**Given text**
□ □ □ □ □

# Painted Projectors...Finally



## Gimp (Jun 9, 2002)

Well, here's the pictures of the painted Halos. For those at the BBQ in Chicago....you already saw them. For the rest of ya, here ya go:


----------



## ScarCrow28 (May 14, 2002)

not bad, i really really really really really really really wish they made headlights like that for the B13. they would look perfect on the car.


----------



## nitestridar (Jun 29, 2002)

looks great!!!!!


----------



## NismoGirl2001 (Apr 30, 2002)

Hey those look really nice. I saw it at the meet, but I don't think I met you. I was with Jay and the boys. If I did meet you I'm sorry my memory sucks sometimes.


----------



## landlord (Jun 11, 2002)

those are sweet!!! how did you do it??


----------



## SentraRacer97 (Apr 30, 2002)

damn that looks sweet. Cant wait till I paint my car black. Then fianally it'll look good.


----------



## LIUSPEED (May 29, 2002)

AWESOME .. AWESOME job!


----------



## Gimp (Jun 9, 2002)

landlord said:


> *those are sweet!!! how did you do it?? *


Check out the How-to section of our site in a coupe days. Instructions will be on it soon.


----------



## MP2050 (May 1, 2002)

Timbo thats exactly wut I want to do--THE car looks real GOOD yo.

Cant Wait for the How TO......


----------



## Gimp (Jun 9, 2002)

MP2050 said:


> *Timbo thats exactly wut I want to do--THE car looks real GOOD yo.
> 
> Cant Wait for the How TO...... *


It's up now.....no picture, though.


----------



## Gimp (Jun 9, 2002)

http://www.b14nissan.org/projectorpaint.html


----------



## Gimp (Jun 9, 2002)

JUST REMEMBER....neither Matt nor I claim any responsibility if you really f-up your lights doing this. Yes, it worked for both of us, but if you do some lame-brain stupid move and screw up you projectors don't blame us. But It DID work though.

Only thing I have to add is, even after heating the lights up, it was still very difficult taking the front of the housing off. TRY, TRY, TRY to save as much adhesive as possible. That way you can use it when it goes back together.

Anybody plan on painting them something other than black? Fuscia, Pink, Yellow


----------



## sentragtr20 (Jun 8, 2002)

Could you post how to do this?? So I dont fuck my lights up really bad...


----------



## Guest (Aug 4, 2002)

the how to is posted on his site. just click on his link


----------

□ □ □ □ □

Point placement items:
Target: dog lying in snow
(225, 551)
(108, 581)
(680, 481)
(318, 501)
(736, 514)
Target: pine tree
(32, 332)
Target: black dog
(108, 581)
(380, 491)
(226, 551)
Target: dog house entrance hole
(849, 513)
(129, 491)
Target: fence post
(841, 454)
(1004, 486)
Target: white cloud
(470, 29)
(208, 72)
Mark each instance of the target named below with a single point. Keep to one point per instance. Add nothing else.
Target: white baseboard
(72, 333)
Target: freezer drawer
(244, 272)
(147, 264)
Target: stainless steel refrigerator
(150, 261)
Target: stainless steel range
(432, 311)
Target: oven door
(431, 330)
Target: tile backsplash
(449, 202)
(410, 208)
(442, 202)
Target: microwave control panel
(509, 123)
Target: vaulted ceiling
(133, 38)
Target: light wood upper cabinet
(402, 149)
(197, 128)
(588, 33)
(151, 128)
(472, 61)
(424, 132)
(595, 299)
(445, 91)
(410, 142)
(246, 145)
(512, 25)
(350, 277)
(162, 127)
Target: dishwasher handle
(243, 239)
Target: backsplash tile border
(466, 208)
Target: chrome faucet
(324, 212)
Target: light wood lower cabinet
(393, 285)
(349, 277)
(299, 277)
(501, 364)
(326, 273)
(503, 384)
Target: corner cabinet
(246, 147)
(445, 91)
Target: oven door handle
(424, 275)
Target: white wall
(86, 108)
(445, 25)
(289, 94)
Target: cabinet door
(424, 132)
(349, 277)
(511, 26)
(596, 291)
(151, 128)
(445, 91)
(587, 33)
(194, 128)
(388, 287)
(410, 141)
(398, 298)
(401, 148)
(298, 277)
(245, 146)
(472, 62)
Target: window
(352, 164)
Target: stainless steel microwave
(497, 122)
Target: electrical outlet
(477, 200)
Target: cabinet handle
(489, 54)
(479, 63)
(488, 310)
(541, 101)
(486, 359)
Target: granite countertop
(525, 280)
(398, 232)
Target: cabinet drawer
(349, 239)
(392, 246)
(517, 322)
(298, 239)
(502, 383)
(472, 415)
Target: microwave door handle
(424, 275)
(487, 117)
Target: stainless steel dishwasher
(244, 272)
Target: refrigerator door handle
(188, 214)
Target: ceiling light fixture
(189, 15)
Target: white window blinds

□ □ □ □ □

**Set problem**
Reproduce the part of the forum thread about painted projectors starting at "JUST REMEMBER....neither Matt" and ending at "goes back together.".

**Output of the task**
JUST REMEMBER....neither Matt nor I claim any responsibility if you really f-up your lights doing this. Yes, it worked for both of us, but if you do some lame-brain stupid move and screw up you projectors don't blame us. But It DID work though.

Only thing I have to add is, even after heating the lights up, it was still very difficult taking the front of the housing off. TRY, TRY, TRY to save as much adhesive as possible. That way you can use it when it goes back together.